[Metin Bölümü]:
Irak’ın ‘ölüm turu’ bir haftada 100’ü aşkın can aldı. Geride binden fazla yaralı bıraktı. 2011 isyanı, 2015 isyanı, 2018 isyanı siyasete ders olmadı. Amerikan işgaliyle oturtulan etno-mezhepçi sistemin hastalıkları kurutulmadıkça halkın ödediği bedel de siyasetin umursamazlığı da bitmeyecek.
İktidarı bahşeden ya da geri alan basitçe halkın oyları değil, her ne kadar ‘demokratik’ seçimlerle bir parlamento oluşsa da… Uzun yıllar iktidardan uzak kalmış İslamcı Şii hareketlerin geçmişin kayıplarını telafi etmek istercesine kaynaklara saldırması, İslamcı Sünni partilerin alan bulmasına karşın iktidar ayrıcalığını yitirmiş Sünnilerdeki intikamcı yaklaşım ve Kürtlerin zoraki beraberliği seçim sonrasında hükümetler şekillenirken bölüşümcü denge yeniden oluşuyor. Etno-mezhep paylaşımı üzerine kurulu bir düzende hesap verilebilirlik olmadığı gibi her bakan, her bürokrat, her iş adamı ‘siyaset ve cemaat’ bağlarının birbirini kovaladığı çarkta götürebildiği kadar götürüyor.

[İstenen Görev 1]: Aşağıdaki satırlar arasında "blue" dizesini içeren her satırı bulun ve aynen yazın; büyük-küçük harf ayrımı gözetilir.
Metin ile satırlar birbirinden farklı kaynaklardan alınmıştır.

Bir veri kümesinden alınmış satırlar
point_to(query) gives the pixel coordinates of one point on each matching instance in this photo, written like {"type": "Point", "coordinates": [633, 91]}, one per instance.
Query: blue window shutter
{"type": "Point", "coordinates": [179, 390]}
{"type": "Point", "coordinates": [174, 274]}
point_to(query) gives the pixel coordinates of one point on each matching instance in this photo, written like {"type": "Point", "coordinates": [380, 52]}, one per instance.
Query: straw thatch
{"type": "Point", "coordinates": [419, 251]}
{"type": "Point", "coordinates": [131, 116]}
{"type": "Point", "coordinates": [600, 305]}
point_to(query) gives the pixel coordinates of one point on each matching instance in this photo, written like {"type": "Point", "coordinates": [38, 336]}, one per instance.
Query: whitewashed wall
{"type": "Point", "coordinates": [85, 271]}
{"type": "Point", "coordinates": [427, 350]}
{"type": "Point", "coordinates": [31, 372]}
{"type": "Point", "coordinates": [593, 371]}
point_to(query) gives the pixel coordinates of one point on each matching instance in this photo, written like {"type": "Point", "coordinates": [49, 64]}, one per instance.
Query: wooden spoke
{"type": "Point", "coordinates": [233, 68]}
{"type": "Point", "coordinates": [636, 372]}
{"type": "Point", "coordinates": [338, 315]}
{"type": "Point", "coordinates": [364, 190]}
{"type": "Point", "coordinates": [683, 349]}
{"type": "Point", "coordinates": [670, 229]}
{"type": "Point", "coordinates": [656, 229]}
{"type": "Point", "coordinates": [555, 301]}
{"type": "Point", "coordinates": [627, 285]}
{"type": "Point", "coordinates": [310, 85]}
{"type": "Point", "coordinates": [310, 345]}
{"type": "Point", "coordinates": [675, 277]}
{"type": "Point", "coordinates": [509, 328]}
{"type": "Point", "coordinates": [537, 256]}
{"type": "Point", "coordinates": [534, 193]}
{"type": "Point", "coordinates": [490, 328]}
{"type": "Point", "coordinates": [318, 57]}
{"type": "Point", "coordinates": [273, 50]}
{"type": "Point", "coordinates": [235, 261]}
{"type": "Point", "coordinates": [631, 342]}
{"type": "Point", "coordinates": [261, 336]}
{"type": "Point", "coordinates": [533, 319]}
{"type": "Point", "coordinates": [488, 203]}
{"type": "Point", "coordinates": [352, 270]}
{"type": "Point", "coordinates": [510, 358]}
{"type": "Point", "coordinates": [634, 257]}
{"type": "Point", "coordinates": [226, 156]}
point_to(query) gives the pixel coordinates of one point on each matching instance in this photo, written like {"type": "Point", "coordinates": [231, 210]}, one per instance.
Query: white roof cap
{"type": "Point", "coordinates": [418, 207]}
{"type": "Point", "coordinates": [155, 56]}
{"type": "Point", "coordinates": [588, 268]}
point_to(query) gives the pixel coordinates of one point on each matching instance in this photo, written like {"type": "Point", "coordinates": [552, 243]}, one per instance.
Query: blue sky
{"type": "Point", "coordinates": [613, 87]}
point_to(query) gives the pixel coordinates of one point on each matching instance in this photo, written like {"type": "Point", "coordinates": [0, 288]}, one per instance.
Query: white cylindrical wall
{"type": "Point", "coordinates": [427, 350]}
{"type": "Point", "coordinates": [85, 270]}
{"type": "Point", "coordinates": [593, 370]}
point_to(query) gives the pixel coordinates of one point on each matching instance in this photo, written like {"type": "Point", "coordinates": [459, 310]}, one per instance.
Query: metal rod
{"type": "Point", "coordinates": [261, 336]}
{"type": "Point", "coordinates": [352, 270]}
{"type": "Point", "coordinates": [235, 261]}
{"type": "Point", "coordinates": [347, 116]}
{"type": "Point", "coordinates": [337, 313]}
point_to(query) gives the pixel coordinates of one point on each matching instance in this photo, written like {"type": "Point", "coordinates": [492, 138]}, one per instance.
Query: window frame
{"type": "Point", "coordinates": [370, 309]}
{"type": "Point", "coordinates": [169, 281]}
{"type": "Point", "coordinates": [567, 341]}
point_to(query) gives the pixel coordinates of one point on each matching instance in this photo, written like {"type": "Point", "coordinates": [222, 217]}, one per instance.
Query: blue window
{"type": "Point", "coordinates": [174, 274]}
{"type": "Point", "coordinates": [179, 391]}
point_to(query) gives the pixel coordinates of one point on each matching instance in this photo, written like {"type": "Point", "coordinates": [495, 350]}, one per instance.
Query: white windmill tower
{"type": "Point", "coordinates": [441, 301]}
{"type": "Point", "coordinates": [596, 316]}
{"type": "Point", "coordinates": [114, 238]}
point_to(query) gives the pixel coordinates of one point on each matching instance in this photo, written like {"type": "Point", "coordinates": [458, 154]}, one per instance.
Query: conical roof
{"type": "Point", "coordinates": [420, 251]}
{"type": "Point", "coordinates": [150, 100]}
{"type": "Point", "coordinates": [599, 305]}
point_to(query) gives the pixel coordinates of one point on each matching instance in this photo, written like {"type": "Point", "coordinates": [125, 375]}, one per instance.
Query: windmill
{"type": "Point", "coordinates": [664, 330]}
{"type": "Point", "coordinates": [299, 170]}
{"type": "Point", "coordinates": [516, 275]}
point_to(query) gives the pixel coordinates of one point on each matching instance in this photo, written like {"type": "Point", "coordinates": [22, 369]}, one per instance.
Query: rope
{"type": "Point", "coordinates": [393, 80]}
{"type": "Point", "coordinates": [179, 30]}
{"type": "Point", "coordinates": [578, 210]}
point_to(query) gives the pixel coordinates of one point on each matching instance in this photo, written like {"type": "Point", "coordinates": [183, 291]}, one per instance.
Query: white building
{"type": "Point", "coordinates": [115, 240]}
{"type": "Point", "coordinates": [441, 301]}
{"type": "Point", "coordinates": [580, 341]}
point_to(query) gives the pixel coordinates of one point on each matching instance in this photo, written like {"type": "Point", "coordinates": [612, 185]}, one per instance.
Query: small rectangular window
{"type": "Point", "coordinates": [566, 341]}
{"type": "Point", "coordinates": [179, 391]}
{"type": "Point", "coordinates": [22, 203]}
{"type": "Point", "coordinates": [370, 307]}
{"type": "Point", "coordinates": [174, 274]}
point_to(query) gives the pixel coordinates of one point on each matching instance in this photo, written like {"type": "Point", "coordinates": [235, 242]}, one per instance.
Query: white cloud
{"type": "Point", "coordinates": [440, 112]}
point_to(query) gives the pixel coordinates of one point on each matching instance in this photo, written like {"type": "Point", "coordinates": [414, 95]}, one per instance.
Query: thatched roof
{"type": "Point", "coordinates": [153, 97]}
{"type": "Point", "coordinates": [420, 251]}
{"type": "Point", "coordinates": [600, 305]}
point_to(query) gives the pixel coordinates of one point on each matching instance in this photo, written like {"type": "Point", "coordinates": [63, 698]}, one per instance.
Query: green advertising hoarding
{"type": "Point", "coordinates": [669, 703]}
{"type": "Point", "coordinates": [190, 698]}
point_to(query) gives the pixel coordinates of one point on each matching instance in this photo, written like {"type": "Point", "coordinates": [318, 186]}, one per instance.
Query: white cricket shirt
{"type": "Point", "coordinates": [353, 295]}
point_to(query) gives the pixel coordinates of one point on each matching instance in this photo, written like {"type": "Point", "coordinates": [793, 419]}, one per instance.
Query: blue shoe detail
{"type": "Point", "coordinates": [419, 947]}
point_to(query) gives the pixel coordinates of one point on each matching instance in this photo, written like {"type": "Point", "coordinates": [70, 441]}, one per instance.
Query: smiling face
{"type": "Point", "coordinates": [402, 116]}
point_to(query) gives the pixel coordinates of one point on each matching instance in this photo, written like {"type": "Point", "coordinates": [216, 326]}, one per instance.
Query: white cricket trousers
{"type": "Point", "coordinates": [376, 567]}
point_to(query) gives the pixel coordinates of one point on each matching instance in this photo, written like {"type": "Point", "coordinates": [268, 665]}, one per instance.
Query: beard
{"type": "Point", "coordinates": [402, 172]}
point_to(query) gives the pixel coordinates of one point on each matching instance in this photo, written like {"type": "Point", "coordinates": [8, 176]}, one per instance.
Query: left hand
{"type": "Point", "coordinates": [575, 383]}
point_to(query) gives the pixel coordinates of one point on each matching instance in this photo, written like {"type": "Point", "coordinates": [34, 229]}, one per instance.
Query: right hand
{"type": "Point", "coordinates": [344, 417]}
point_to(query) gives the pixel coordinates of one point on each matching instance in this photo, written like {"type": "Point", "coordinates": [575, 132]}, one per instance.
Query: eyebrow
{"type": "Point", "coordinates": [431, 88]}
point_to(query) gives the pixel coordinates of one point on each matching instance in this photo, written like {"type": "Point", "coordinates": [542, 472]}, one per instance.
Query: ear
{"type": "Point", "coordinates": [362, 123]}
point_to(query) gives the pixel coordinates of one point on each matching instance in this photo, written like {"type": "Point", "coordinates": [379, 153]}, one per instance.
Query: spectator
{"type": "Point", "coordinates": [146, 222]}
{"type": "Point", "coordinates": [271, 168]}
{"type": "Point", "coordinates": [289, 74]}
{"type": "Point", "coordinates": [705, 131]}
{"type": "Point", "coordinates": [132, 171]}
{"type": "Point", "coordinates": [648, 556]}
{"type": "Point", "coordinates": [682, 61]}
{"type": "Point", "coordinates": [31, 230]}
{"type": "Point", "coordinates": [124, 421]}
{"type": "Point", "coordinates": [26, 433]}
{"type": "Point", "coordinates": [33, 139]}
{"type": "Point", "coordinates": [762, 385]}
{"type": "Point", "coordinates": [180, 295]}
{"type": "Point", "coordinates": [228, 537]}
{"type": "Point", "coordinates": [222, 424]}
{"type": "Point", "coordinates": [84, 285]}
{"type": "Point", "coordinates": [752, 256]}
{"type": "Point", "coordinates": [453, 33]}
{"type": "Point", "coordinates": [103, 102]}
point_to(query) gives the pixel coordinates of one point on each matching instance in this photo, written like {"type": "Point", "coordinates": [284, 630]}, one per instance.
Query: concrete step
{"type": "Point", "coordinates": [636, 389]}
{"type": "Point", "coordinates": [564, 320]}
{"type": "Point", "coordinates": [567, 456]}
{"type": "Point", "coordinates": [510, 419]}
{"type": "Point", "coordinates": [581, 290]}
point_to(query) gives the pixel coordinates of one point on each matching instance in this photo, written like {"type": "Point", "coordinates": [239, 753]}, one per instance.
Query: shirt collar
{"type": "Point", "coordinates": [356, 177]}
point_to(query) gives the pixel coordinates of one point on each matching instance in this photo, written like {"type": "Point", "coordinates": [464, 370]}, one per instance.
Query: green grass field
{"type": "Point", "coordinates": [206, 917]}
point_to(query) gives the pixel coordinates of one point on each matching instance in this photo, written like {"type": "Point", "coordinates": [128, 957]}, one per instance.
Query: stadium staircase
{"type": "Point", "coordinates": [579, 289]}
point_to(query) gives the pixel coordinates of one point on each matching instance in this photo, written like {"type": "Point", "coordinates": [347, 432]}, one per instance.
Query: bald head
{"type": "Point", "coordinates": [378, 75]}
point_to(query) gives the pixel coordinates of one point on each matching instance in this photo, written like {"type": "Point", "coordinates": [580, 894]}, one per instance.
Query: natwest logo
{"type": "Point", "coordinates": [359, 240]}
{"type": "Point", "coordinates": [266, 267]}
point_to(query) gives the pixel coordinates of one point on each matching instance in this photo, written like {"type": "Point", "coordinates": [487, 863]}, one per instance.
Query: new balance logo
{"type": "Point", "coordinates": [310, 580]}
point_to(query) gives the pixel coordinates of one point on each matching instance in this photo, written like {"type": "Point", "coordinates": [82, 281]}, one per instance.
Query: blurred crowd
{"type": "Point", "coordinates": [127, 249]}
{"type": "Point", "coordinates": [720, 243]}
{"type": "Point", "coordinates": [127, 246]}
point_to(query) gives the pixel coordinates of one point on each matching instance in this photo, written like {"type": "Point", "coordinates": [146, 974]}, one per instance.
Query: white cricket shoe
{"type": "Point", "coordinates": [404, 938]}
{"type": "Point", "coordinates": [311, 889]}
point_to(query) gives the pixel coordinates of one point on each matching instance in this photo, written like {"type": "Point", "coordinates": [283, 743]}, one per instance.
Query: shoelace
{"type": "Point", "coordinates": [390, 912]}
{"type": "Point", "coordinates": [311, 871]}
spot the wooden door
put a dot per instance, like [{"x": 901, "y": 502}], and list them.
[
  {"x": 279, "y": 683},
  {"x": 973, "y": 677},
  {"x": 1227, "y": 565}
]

[İstenen Görev 2]: Irak hakkındaki metnin "Irak’ın ‘ölüm turu’" sözlerinden başlayıp "umursamazlığı da bitmeyecek." sözleri de dahil olmak üzere bu sözlere kadar uzanan kısmını aynen yineleyin.

[Tam Yanıt 1]:
Query: blue window shutter
Query: blue sky
Query: blue window
Query: blue shoe detail

[Tam Yanıt 2]:
Irak’ın ‘ölüm turu’ bir haftada 100’ü aşkın can aldı. Geride binden fazla yaralı bıraktı. 2011 isyanı, 2015 isyanı, 2018 isyanı siyasete ders olmadı. Amerikan işgaliyle oturtulan etno-mezhepçi sistemin hastalıkları kurutulmadıkça halkın ödediği bedel de siyasetin umursamazlığı da bitmeyecek.